I would like you to restate each record word for word.

+++

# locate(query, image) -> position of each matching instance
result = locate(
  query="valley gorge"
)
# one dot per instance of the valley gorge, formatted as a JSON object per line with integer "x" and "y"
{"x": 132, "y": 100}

+++

_ANSWER SPACE_:
# locate(query, image) -> position of each matching instance
result = locate(
  query="valley gorge"
)
# one dot per instance of the valley gorge, formatted as a JSON object per line with integer "x" and "y"
{"x": 132, "y": 100}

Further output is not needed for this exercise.